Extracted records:
==================================================

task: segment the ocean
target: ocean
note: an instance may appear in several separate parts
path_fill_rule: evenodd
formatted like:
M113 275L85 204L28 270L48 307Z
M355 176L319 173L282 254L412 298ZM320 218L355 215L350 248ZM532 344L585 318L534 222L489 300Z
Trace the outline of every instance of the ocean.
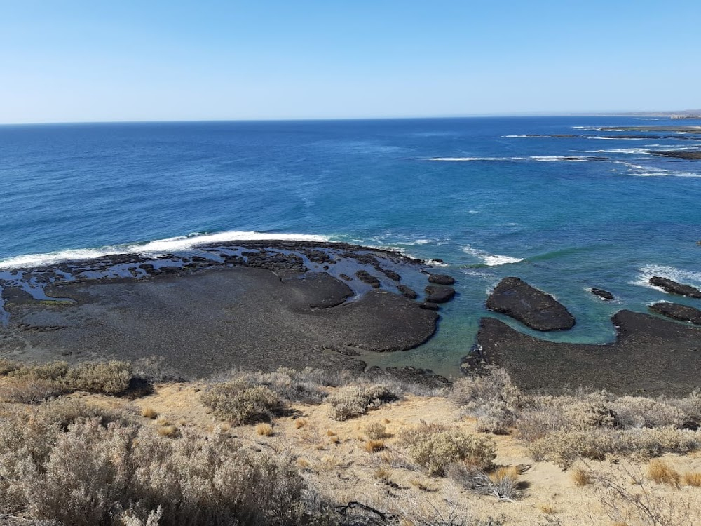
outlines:
M0 126L0 269L237 238L346 241L442 259L457 280L437 335L371 365L454 376L489 290L517 276L605 343L610 316L701 286L701 126L622 116ZM637 137L634 137L637 135ZM604 302L590 287L611 291ZM503 318L530 334L517 322Z

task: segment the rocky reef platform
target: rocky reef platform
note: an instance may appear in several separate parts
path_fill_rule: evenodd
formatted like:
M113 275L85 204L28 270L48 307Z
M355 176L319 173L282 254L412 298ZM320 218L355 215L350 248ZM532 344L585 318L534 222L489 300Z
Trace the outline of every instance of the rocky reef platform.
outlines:
M429 284L430 269L390 250L266 241L0 270L0 354L163 356L190 377L362 370L364 353L411 349L433 335L439 313L406 294Z

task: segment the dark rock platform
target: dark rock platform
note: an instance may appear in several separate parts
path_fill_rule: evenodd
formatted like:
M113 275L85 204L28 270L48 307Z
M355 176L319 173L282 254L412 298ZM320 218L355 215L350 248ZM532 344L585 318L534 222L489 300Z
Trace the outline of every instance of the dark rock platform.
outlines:
M680 321L688 321L695 325L701 325L701 311L688 305L660 302L651 305L650 310L667 318Z
M347 243L266 241L2 271L0 353L160 356L184 377L280 365L362 370L352 356L411 349L433 335L438 314L396 290L399 271L426 279L427 266Z
M487 298L486 308L536 330L565 330L575 324L574 316L562 304L519 278L501 280Z
M526 390L585 386L618 394L686 395L701 384L701 329L649 314L620 311L618 335L604 345L556 343L483 318L463 371L486 364L505 369Z

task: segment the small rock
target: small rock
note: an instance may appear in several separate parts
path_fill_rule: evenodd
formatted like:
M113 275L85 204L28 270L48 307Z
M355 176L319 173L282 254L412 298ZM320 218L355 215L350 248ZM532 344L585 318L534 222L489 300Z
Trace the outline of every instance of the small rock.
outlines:
M430 274L428 281L437 285L452 285L455 283L455 278L447 274Z
M355 276L358 276L359 280L362 281L364 283L367 283L373 288L380 288L380 281L367 271L359 270L355 273Z
M414 289L409 288L406 285L397 285L397 289L402 292L402 295L408 297L409 299L416 299L418 295L414 292Z
M601 299L605 301L611 301L613 299L613 295L609 292L608 290L604 290L602 288L597 288L596 287L592 287L589 289L592 294L594 296L599 296Z

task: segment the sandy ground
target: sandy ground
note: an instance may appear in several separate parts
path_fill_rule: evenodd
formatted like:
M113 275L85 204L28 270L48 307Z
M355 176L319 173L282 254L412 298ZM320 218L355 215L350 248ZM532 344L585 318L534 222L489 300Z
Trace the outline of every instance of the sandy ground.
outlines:
M434 520L437 515L447 518L451 511L460 517L483 520L501 516L505 524L519 526L617 524L597 498L601 488L597 484L576 485L571 469L564 471L551 463L534 461L523 445L510 436L494 438L498 446L496 464L519 466L522 471L519 480L522 494L515 501L477 495L461 490L449 479L428 476L422 468L411 462L397 435L402 429L422 422L474 431L474 422L461 418L455 406L443 398L410 396L343 422L329 418L327 404L297 405L293 407L295 414L276 419L273 435L264 437L256 433L254 426L232 428L216 420L199 401L200 388L192 384L161 385L153 394L133 404L139 410L151 407L182 429L198 433L224 429L248 447L292 455L298 459L308 483L340 504L359 501L376 509L414 515L423 510ZM130 403L108 397L80 396L111 405ZM156 421L144 421L151 422L154 427L158 425ZM365 450L368 440L365 428L371 422L382 423L387 431L385 449L376 453ZM680 473L701 471L701 454L669 454L663 459ZM620 477L633 493L641 494L644 490L653 499L668 499L679 509L686 503L690 507L684 513L687 516L691 513L692 522L679 524L695 524L695 518L701 517L701 487L674 487L649 480L644 480L644 486L636 485L627 472L644 473L646 465L646 462L629 463L622 459L587 462L587 467L597 472ZM629 520L618 524L648 523L653 524Z

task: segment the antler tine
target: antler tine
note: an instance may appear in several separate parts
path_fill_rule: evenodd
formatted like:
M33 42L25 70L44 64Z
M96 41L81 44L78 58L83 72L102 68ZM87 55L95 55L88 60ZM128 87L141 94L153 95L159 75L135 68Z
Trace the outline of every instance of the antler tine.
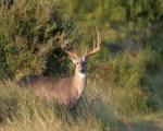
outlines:
M88 57L88 56L91 56L91 55L95 55L95 53L98 52L98 51L100 50L100 48L101 48L101 35L100 35L99 29L98 29L97 26L96 26L96 29L97 29L98 39L97 39L97 41L93 39L93 49L92 49L90 52L88 52L88 53L86 55L87 57Z
M65 39L65 38L64 38L64 35L65 35L65 31L63 32L63 34L62 34L62 36L61 36L61 48L62 48L62 50L63 50L65 53L70 55L71 57L77 59L78 56L77 56L76 52L72 52L72 51L68 51L68 50L67 50L66 46L67 46L67 44L68 44L68 39Z

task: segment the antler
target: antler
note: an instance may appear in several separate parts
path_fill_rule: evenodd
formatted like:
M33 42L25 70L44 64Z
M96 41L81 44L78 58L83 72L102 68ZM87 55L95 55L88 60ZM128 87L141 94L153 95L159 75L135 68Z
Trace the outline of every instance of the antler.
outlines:
M63 34L62 34L62 36L61 36L61 48L62 48L62 50L63 50L65 53L67 53L68 56L71 56L71 57L77 59L77 58L78 58L78 55L77 55L76 52L72 52L72 51L68 51L68 50L67 50L68 39L65 39L65 38L64 38L64 34L65 34L65 33L63 32Z
M98 41L96 41L96 39L93 39L93 49L90 52L86 52L86 57L95 55L101 48L101 35L100 35L99 29L98 29L97 26L96 26L96 29L97 29L97 35L98 35Z

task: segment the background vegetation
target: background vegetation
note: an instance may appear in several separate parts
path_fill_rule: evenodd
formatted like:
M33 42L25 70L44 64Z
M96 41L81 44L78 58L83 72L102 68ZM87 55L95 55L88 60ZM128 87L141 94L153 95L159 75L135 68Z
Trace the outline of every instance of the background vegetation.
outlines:
M88 87L75 112L16 87L25 74L72 75L61 34L82 55L92 47L96 25L102 48L88 60ZM163 117L162 28L161 0L1 0L0 128L163 130L147 122ZM145 129L133 122L140 120Z

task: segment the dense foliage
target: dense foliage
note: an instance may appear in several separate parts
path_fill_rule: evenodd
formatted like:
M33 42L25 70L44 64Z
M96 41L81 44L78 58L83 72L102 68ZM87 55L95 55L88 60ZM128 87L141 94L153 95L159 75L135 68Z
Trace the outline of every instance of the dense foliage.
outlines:
M66 31L70 48L83 53L91 49L98 25L102 48L88 60L88 78L112 94L120 112L156 110L148 78L162 72L162 0L2 0L0 79L72 74L61 34Z

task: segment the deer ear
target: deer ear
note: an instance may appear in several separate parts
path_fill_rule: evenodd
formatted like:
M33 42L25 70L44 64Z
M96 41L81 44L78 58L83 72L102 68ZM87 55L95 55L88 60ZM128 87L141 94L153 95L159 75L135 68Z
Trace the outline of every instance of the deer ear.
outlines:
M77 62L76 59L73 57L71 57L71 59L72 59L73 63L76 64L76 62Z

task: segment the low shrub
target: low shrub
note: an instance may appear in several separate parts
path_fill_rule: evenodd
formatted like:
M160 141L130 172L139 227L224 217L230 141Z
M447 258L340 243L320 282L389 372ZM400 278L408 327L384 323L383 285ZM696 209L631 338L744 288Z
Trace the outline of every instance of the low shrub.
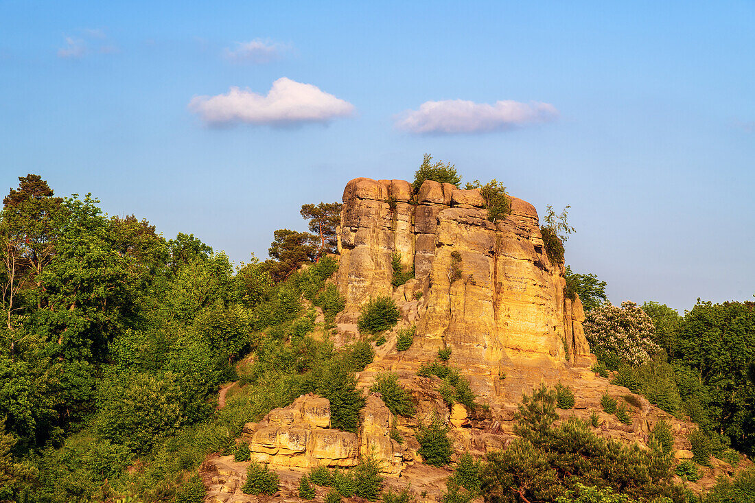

==================================================

→ **PROMPT**:
Copy all of the records above word for word, omitting the pictures.

→ **SOLUTION TO THIS PROBLEM**:
task: segment the ocean
target: ocean
note: an instance may appear in several separate parts
path_fill_rule: evenodd
formatted like:
M113 275L85 204L28 270L48 307Z
M355 176L319 173L282 254L412 298ZM320 218L355 215L350 248ZM532 344L585 318L534 222L489 300Z
Trace the outline of every instance of the ocean.
outlines:
M0 126L0 269L237 238L346 241L442 259L457 280L437 335L371 365L454 376L489 290L517 276L605 343L610 316L701 286L701 126L622 116ZM637 137L634 137L637 135ZM604 302L590 287L611 291ZM503 318L530 334L517 322Z

task: segment the rocky reef platform
target: rocky reef platform
note: an instance may appear in several separate parts
path_fill_rule: evenodd
formatted like:
M113 275L85 204L28 270L48 307Z
M355 176L319 173L282 254L412 298ZM320 218L355 215L350 248ZM532 344L585 318L534 222L489 300Z
Trace the outline of every instance of the rocky reef platform.
outlines:
M429 284L430 269L390 250L266 241L0 270L0 354L163 356L190 377L362 370L364 353L411 349L433 335L439 313L406 294Z

task: segment the dark rock platform
target: dark rock platform
note: an instance may appear in several separate parts
path_fill_rule: evenodd
formatted like:
M113 275L85 204L28 270L48 307Z
M355 176L319 173L282 254L412 298ZM320 218L355 215L350 248ZM532 344L585 318L534 222L489 300Z
Trace the outline of every instance of the dark rock platform.
outlines:
M680 321L688 321L695 325L701 325L701 311L688 305L660 302L651 305L650 310L667 318Z
M347 243L266 241L2 271L0 353L160 356L184 377L280 365L362 370L352 356L411 349L433 335L438 314L396 290L399 271L426 279L427 266Z
M487 298L486 308L536 330L565 330L575 324L574 316L562 304L519 278L501 280Z
M526 390L585 386L618 394L686 395L701 384L701 329L649 314L620 311L618 335L604 345L556 343L483 318L463 371L486 364L505 369Z

task: segment the small rock
target: small rock
note: an instance may appear in several separate parts
path_fill_rule: evenodd
formatted like:
M113 275L85 204L28 270L48 307Z
M355 176L319 173L282 254L412 298ZM320 218L355 215L350 248ZM532 344L585 318L534 222L489 300Z
Trace the outline of every instance of the small rock.
outlines:
M430 274L428 281L437 285L452 285L455 283L455 278L447 274Z
M355 276L358 276L359 280L362 281L364 283L367 283L373 288L380 288L380 281L367 271L359 270L355 273Z
M414 289L409 288L406 285L397 285L397 289L402 292L402 295L408 297L409 299L416 299L418 295L414 292Z
M601 299L605 301L611 301L613 299L613 295L609 292L608 290L604 290L602 288L597 288L596 287L592 287L589 289L592 294L594 296L599 296Z

task: segment the sandy ground
target: sandy ground
note: an instance may appear in several separate parts
path_fill_rule: evenodd
formatted like:
M113 275L85 204L28 270L48 307Z
M355 176L319 173L282 254L412 298ZM320 218L355 215L350 248ZM532 344L585 318L534 222L489 300Z
Trace the outline of every instance of the sandy ground.
outlines:
M434 520L437 515L447 518L451 511L460 517L483 520L501 516L505 524L519 526L617 524L597 498L601 488L597 484L576 485L571 469L564 471L551 463L534 461L523 445L510 436L494 438L498 446L496 464L519 466L522 471L519 480L522 494L515 501L477 495L461 490L449 479L428 476L422 468L411 462L397 435L402 429L422 422L474 431L474 422L461 418L455 406L443 398L410 396L343 422L329 418L327 404L297 405L293 407L295 414L276 419L273 435L264 437L256 433L254 426L232 428L216 420L199 401L200 388L192 384L161 385L153 394L133 404L139 410L151 407L182 429L198 433L224 429L248 447L292 455L298 459L308 483L340 504L359 501L376 509L414 515L423 510ZM130 403L108 397L80 396L111 405ZM156 421L144 421L151 422L154 427L158 425ZM365 450L368 440L365 428L371 422L382 423L387 431L385 449L376 453ZM680 473L701 471L701 454L669 454L663 459ZM620 477L633 493L641 494L644 490L653 499L668 499L679 509L686 503L690 507L684 513L687 516L691 513L692 522L679 524L695 524L695 518L701 517L701 487L674 487L649 480L644 480L644 486L636 485L627 472L644 473L646 465L646 462L629 463L622 459L587 462L587 467L597 472ZM629 520L618 524L648 523L653 524Z

task: segment the antler tine
target: antler tine
note: an instance may appear in several separate parts
path_fill_rule: evenodd
formatted like:
M33 42L25 70L44 64Z
M96 41L81 44L78 58L83 72L102 68ZM87 55L95 55L88 60ZM128 87L141 94L153 95L159 75L135 68Z
Trace the outline of every instance of the antler tine.
outlines:
M88 57L88 56L91 56L91 55L95 55L95 53L98 52L98 51L100 50L100 48L101 48L101 35L100 35L99 29L98 29L97 26L96 26L96 29L97 29L98 39L97 39L97 41L93 39L93 49L92 49L90 52L88 52L88 53L86 55L87 57Z
M65 39L65 38L64 38L64 35L65 35L65 31L63 32L63 34L62 34L62 36L61 36L61 48L62 48L62 50L63 50L65 53L70 55L71 57L77 59L78 56L77 56L76 52L72 52L72 51L68 51L68 50L67 50L66 46L67 46L67 44L68 44L68 39Z

task: segment the antler
target: antler
note: an instance may appear in several separate parts
path_fill_rule: evenodd
formatted like:
M33 42L25 70L44 64Z
M96 41L81 44L78 58L83 72L102 68ZM87 55L95 55L88 60ZM128 87L141 94L153 95L159 75L135 68Z
Trace the outline of every instance of the antler.
outlines:
M63 34L62 34L62 36L61 36L61 48L62 48L62 50L63 50L65 53L67 53L68 56L71 56L71 57L77 59L77 58L78 58L78 55L77 55L76 52L72 52L72 51L68 51L68 50L67 50L68 39L65 39L65 38L64 38L64 34L65 34L65 33L63 32Z
M98 41L96 41L96 39L93 39L93 49L90 52L86 52L86 57L95 55L101 48L101 35L100 35L99 29L98 29L97 26L96 26L96 29L97 29L97 35L98 35Z

task: segment the background vegetation
target: background vegetation
note: an instance may appear in several separate parts
path_fill_rule: evenodd
formatted like:
M33 42L25 70L44 64Z
M96 41L81 44L78 58L83 72L102 68ZM87 55L95 55L88 60ZM128 87L141 94L153 95L159 75L135 68Z
Trace the outline of every instance of the background vegetation.
outlines:
M88 87L75 112L16 87L25 74L72 75L61 34L82 55L92 47L96 25L102 48L88 60ZM163 117L162 28L161 0L1 0L0 128L163 130L147 122ZM145 129L133 122L140 120Z

task: segment the dense foliage
target: dense foliage
note: an instance may appear in several separate parts
path_fill_rule: evenodd
formatted like:
M33 42L25 70L44 64Z
M96 41L81 44L78 58L83 72L102 68ZM87 55L95 55L88 60ZM128 87L141 94L153 95L159 75L135 68Z
Trace the outline of every instance of the dense foliage.
outlines:
M66 31L70 48L83 53L91 49L98 25L102 48L88 60L88 78L112 94L120 112L156 110L148 78L162 72L162 0L2 0L0 79L72 74L61 34Z

task: segment the deer ear
target: deer ear
note: an instance may appear in several separate parts
path_fill_rule: evenodd
formatted like:
M33 42L25 70L44 64Z
M96 41L81 44L78 58L83 72L102 68ZM87 55L95 55L88 60ZM128 87L141 94L153 95L159 75L135 68Z
Trace the outline of every instance of the deer ear.
outlines:
M77 62L76 59L73 57L71 57L71 59L72 59L73 63L76 64L76 62Z

task: segment the low shrub
target: low shrub
note: an instance may appear in several separate parts
path_fill_rule: evenodd
formatted like:
M160 141L130 172L139 227L224 217L230 141Z
M447 258L340 243L320 282L389 372ZM400 278L408 327L384 323L383 285ZM696 209L631 338L744 288Z
Trace the outline of every instance of the low shrub.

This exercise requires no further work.